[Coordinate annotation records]
┄┄┄┄┄┄┄┄┄┄

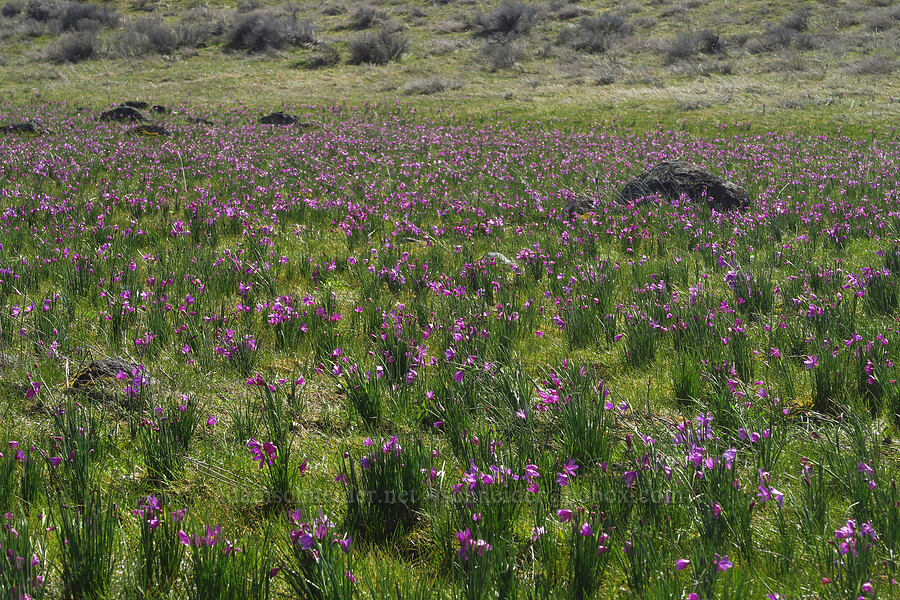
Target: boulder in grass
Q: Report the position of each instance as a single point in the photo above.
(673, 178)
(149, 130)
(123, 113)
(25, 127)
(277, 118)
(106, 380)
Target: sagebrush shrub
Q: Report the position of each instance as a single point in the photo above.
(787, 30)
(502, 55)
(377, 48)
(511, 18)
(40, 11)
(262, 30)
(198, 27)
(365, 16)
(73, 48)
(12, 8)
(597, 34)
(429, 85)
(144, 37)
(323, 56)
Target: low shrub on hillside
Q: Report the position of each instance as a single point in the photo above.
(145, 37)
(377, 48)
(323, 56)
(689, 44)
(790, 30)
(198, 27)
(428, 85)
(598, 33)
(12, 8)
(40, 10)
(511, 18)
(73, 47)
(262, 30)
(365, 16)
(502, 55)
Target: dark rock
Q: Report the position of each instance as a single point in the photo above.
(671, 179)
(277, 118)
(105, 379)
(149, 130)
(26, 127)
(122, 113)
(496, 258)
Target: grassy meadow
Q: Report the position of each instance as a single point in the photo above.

┄┄┄┄┄┄┄┄┄┄

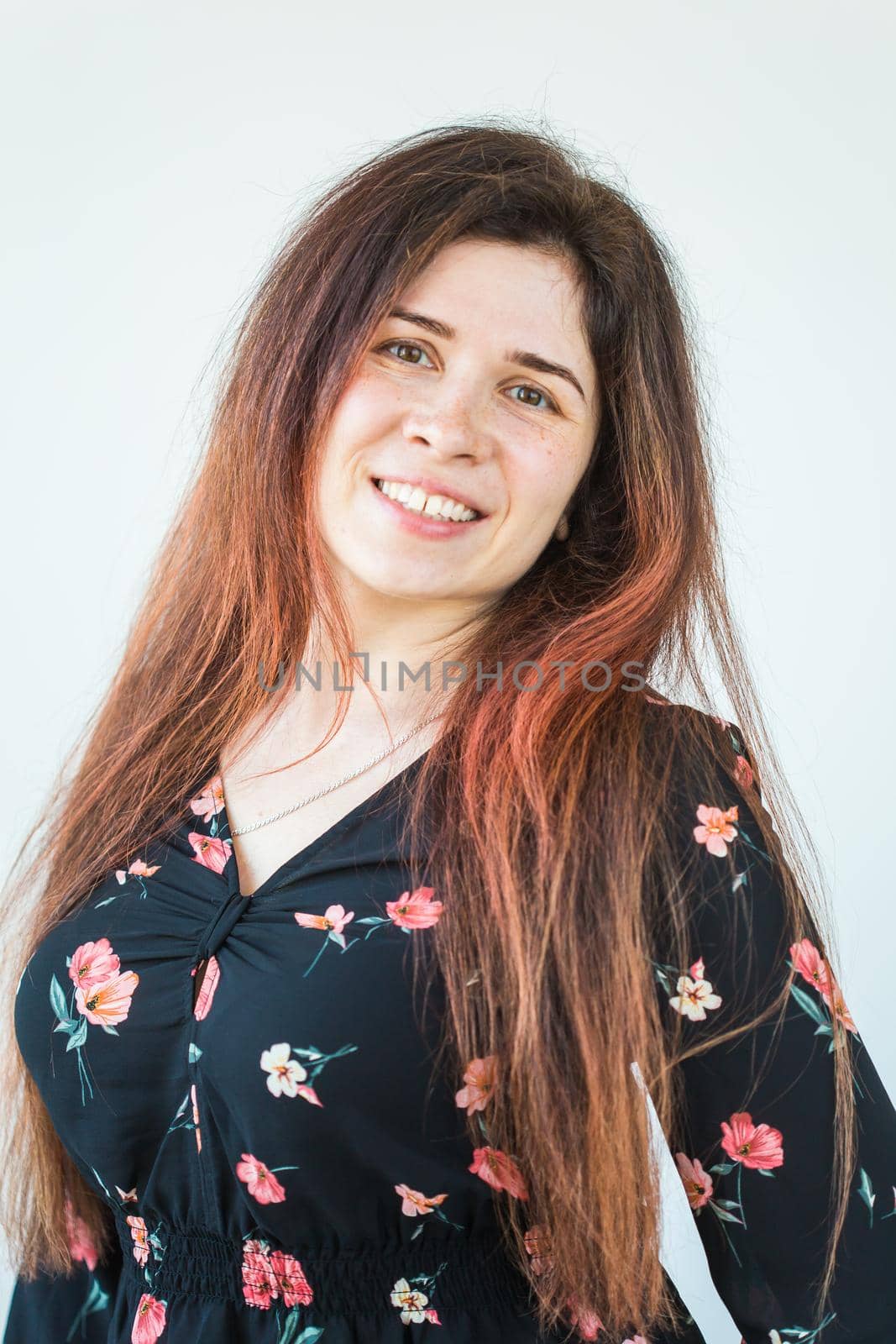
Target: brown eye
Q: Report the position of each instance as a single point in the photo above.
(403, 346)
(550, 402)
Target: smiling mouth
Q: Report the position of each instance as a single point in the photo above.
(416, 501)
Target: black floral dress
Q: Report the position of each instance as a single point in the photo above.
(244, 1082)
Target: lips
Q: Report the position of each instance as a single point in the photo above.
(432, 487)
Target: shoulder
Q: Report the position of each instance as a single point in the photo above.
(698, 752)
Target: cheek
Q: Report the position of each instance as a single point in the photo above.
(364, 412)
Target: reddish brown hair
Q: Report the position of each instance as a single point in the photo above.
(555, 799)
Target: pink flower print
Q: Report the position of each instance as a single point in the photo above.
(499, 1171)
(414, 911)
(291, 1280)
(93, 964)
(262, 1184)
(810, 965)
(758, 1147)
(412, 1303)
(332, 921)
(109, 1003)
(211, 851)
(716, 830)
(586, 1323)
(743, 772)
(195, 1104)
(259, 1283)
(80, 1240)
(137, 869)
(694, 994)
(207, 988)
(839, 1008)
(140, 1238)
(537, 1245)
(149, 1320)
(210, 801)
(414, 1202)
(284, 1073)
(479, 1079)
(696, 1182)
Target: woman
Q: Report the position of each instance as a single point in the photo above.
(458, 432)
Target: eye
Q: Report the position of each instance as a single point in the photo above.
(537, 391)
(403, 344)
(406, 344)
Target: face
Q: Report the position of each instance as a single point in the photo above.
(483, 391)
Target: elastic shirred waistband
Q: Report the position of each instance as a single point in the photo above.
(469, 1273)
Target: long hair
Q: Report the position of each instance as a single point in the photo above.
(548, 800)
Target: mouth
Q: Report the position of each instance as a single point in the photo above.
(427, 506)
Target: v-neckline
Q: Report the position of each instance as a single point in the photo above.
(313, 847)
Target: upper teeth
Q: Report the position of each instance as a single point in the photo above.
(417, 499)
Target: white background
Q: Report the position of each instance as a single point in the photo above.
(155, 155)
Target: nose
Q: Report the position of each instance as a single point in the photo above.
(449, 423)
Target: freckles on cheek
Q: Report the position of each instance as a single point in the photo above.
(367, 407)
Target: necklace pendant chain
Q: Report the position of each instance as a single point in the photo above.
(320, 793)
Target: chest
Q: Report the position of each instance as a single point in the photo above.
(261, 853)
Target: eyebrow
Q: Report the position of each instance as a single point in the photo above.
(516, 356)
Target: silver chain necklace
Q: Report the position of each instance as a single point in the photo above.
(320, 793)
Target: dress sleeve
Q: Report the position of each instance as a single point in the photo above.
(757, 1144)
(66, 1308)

┄┄┄┄┄┄┄┄┄┄

Instruction:
Pull out each line of the items above that contains the string "chain", and list those lines with no changes.

Answer below:
Target: necklace pendant chain
Target: silver chain necklace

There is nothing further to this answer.